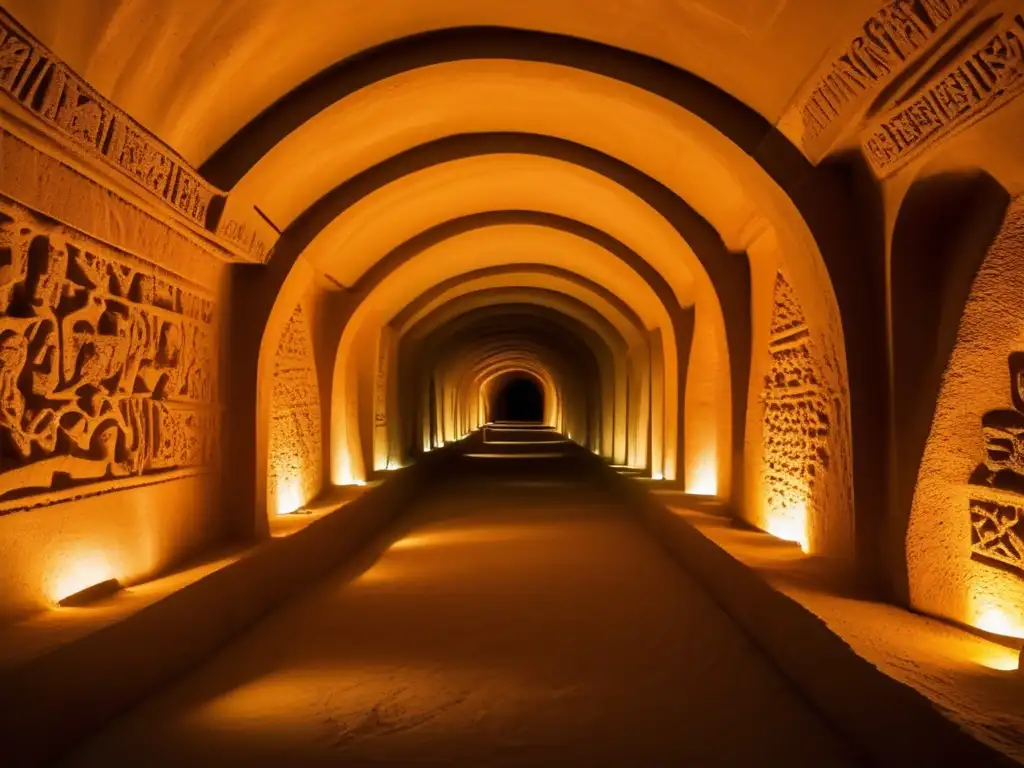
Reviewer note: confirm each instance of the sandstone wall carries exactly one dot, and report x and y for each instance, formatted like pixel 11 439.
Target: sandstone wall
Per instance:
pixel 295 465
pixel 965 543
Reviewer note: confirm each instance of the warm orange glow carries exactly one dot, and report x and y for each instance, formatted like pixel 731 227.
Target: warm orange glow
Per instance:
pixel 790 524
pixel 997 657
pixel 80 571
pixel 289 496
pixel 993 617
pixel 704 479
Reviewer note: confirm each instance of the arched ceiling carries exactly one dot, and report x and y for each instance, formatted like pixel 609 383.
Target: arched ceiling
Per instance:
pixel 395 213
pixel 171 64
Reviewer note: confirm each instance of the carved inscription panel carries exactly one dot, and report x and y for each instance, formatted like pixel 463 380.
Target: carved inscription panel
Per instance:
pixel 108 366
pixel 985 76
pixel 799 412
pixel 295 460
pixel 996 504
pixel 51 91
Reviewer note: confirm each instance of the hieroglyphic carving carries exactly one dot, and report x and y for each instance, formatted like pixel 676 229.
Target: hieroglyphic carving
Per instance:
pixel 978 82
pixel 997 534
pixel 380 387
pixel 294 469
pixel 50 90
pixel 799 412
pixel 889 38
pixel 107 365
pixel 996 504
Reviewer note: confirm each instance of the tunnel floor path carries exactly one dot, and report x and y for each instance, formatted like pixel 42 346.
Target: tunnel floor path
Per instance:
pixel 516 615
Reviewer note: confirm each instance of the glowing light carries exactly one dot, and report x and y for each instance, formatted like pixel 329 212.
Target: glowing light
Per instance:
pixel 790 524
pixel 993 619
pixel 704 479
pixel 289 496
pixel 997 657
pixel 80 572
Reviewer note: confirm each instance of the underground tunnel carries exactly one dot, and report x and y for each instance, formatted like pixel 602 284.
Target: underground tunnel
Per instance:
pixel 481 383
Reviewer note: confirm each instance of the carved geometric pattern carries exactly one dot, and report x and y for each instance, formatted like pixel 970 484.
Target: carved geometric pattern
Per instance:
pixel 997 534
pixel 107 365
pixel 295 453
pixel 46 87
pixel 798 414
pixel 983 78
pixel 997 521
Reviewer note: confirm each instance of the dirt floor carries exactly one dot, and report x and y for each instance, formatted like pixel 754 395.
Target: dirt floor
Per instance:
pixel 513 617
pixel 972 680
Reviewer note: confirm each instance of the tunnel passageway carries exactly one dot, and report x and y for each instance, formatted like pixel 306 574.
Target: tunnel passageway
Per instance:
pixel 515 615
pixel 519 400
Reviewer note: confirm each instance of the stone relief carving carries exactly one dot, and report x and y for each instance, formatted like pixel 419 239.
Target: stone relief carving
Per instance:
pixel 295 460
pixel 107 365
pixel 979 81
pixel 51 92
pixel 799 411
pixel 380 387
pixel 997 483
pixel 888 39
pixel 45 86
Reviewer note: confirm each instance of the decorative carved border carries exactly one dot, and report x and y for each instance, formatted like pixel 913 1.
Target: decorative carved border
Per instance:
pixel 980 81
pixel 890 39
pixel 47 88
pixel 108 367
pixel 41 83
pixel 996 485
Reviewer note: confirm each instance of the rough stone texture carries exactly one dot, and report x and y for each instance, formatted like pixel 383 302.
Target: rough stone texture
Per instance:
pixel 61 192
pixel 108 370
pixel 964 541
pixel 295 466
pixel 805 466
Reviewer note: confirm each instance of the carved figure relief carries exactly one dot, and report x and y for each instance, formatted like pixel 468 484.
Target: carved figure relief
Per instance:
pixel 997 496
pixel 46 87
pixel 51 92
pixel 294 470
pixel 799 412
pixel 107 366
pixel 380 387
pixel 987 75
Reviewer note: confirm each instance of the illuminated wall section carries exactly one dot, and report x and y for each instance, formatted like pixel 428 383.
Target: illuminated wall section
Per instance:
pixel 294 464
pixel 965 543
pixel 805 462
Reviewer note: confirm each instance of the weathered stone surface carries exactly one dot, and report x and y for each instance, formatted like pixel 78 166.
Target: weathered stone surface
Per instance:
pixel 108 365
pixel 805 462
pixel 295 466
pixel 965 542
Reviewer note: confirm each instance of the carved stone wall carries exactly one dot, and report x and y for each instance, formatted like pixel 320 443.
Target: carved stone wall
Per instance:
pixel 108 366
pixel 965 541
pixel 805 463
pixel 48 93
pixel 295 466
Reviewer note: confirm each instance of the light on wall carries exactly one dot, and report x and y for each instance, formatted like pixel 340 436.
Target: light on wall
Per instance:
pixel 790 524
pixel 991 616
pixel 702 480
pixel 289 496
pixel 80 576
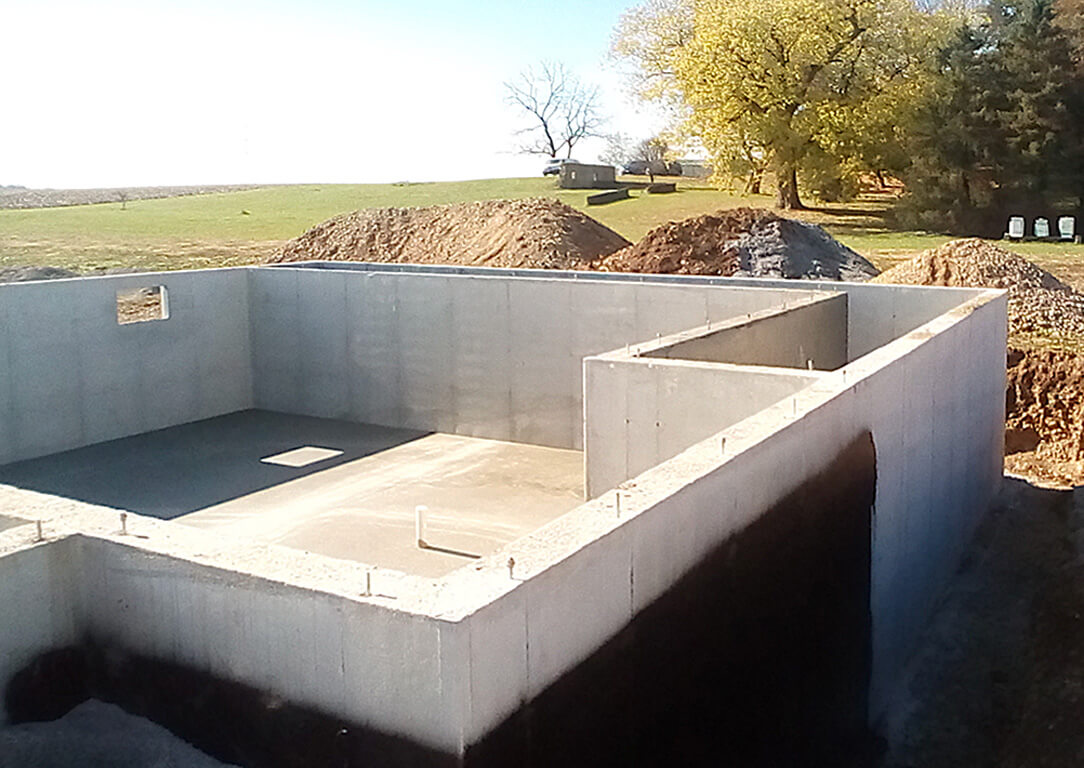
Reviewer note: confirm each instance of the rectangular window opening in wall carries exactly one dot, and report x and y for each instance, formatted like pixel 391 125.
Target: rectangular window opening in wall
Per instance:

— WORK ORDER —
Look through the entries, and return every line that the word "tunnel" appears in.

— RESULT OF THIS TASK —
Reviewer note: confirm each instance of the tunnel floor path carries exactly one dot, and report x and y for each instance, formatted like pixel 42 346.
Target: tunnel floor path
Reviewer note: confirm each instance of the underground tunnel carries exactly one dot, and report x and y for each instance, formatted like pixel 602 284.
Target: underground tunnel
Reviewer note: confirm each instance of the tunnel passageway carries exactly one dot, and report x and y for each instance, formatted like pixel 306 574.
Target: tunnel passageway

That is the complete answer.